Ferdinando De Giorgi, leggenda della pallavolo italiana e protagonista della “Generazione dei Fenomeni”, rappresenta un simbolo di leadership e innovazione tanto in campo quanto fuori. Con un palmarès straordinario che lo vede vincitore di tre campionati mondiali consecutivi da giocatore (1990, 1994, 1998) e di un oro europeo da allenatore nel 2021, De Giorgi ha lasciato un segno indelebile nella storia dello sport. Nel suo percorso, si è distinto per la capacità di trasformare le sfide in opportunità, guidando le squadre attraverso cambi generazionali e valorizzando le persone oltre i risultati tecnici.
L’attuale CT della Nazionale di volley maschile ci ha concesso un’intervista esclusiva sul suo ultimo libro “Egoisti di squadra. Esaltare il gruppo senza sacrificare il talento”.
Com’è nata l’idea di questo libro?
Questo libro nasce dalla curiosità del mio editore per la nazionale di pallavolo maschile che ho formato nel 2021, con la quale ho realizzato un cambio generazionale.
Il desiderio era quello di capire la storia e le origini del mio metodo di lavoro, al di là della parte tecnica.
Nel libro si discutono strumenti utili ai leader, ripercorrendo la mia esperienza degli ultimi 25 anni. Nei miei progetti, la persona è costantemente al centro: la crescita della squadra è legata a quella dei singoli, e il coinvolgimento dell’intero staff nel percorso ha un ruolo fondamentale.
Ho deciso di mettere nero su bianco la mia avventura, arricchendo l’inizio di ogni capitolo con aneddoti sulla pallavolo e affrontando poi tematiche trasversali come i valori, l’educazione, la crescita personale e la gestione di un team, argomenti che possono interessare anche chi non opera nel settore sportivo.
+ + +
Aggiorna il passo dell'articolo su Ferdinando De Giorgi partendo da "Com’è nata l’idea" e proseguendo fino a "un ruolo fondamentale.", con "approccio al lavoro" al posto di "metodo di lavoro". Le voci che seguono non hanno alcun legame con l'articolo.

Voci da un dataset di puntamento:
+ + +
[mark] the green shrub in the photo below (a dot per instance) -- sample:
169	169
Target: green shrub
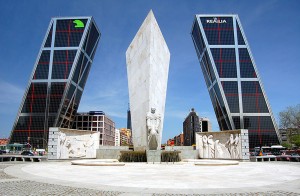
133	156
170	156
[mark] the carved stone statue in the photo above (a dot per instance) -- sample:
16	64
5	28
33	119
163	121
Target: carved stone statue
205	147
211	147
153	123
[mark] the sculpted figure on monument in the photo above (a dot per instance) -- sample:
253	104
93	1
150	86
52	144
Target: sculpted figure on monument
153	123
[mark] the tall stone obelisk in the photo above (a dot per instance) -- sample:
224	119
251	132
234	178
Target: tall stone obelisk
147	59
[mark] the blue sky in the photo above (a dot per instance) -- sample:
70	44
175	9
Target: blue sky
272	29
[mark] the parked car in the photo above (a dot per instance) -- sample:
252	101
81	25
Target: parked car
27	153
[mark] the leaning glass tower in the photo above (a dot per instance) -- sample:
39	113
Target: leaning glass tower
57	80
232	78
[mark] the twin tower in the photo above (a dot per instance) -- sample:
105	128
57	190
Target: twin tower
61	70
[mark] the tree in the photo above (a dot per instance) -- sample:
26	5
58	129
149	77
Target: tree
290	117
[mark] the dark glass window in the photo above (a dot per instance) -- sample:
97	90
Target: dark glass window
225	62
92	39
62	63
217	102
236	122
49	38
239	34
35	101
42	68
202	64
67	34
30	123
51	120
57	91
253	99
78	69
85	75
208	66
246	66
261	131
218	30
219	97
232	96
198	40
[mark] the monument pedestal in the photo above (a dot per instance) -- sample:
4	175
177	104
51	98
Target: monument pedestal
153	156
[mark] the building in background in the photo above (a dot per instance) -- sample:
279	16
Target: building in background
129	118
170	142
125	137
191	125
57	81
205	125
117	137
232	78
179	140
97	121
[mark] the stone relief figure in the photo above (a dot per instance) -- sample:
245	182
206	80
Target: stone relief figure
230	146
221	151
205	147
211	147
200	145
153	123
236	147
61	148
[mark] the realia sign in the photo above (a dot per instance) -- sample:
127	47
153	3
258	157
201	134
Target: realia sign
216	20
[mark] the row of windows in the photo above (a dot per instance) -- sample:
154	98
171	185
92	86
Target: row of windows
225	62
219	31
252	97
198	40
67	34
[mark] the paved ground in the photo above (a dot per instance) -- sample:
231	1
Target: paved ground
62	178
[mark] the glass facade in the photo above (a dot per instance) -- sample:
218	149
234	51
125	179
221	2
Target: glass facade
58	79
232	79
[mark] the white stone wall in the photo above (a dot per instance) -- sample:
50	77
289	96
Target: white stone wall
+ + +
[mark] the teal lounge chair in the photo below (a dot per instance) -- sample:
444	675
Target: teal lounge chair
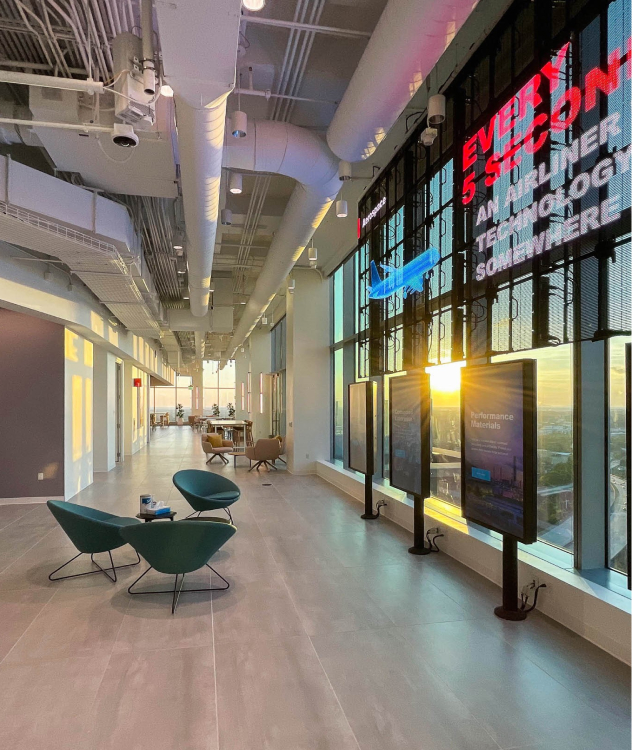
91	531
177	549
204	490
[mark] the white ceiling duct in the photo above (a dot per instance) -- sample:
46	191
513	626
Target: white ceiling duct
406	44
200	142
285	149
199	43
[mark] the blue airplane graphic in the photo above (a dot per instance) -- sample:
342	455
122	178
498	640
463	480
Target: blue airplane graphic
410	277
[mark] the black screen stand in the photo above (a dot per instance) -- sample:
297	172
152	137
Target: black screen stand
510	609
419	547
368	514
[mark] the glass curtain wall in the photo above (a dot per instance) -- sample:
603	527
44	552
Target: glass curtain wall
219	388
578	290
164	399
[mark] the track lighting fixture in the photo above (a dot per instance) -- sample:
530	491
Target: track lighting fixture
+ + +
> [Esercizio svolto]
Com’è nata l’idea di questo libro?
Questo libro nasce dalla curiosità del mio editore per la nazionale di pallavolo maschile che ho formato nel 2021, con la quale ho realizzato un cambio generazionale.
Il desiderio era quello di capire la storia e le origini del mio approccio al lavoro, al di là della parte tecnica.
Nel libro si discutono strumenti utili ai leader, ripercorrendo la mia esperienza degli ultimi 25 anni. Nei miei progetti, la persona è costantemente al centro: la crescita della squadra è legata a quella dei singoli, e il coinvolgimento dell’intero staff nel percorso ha un ruolo fondamentale.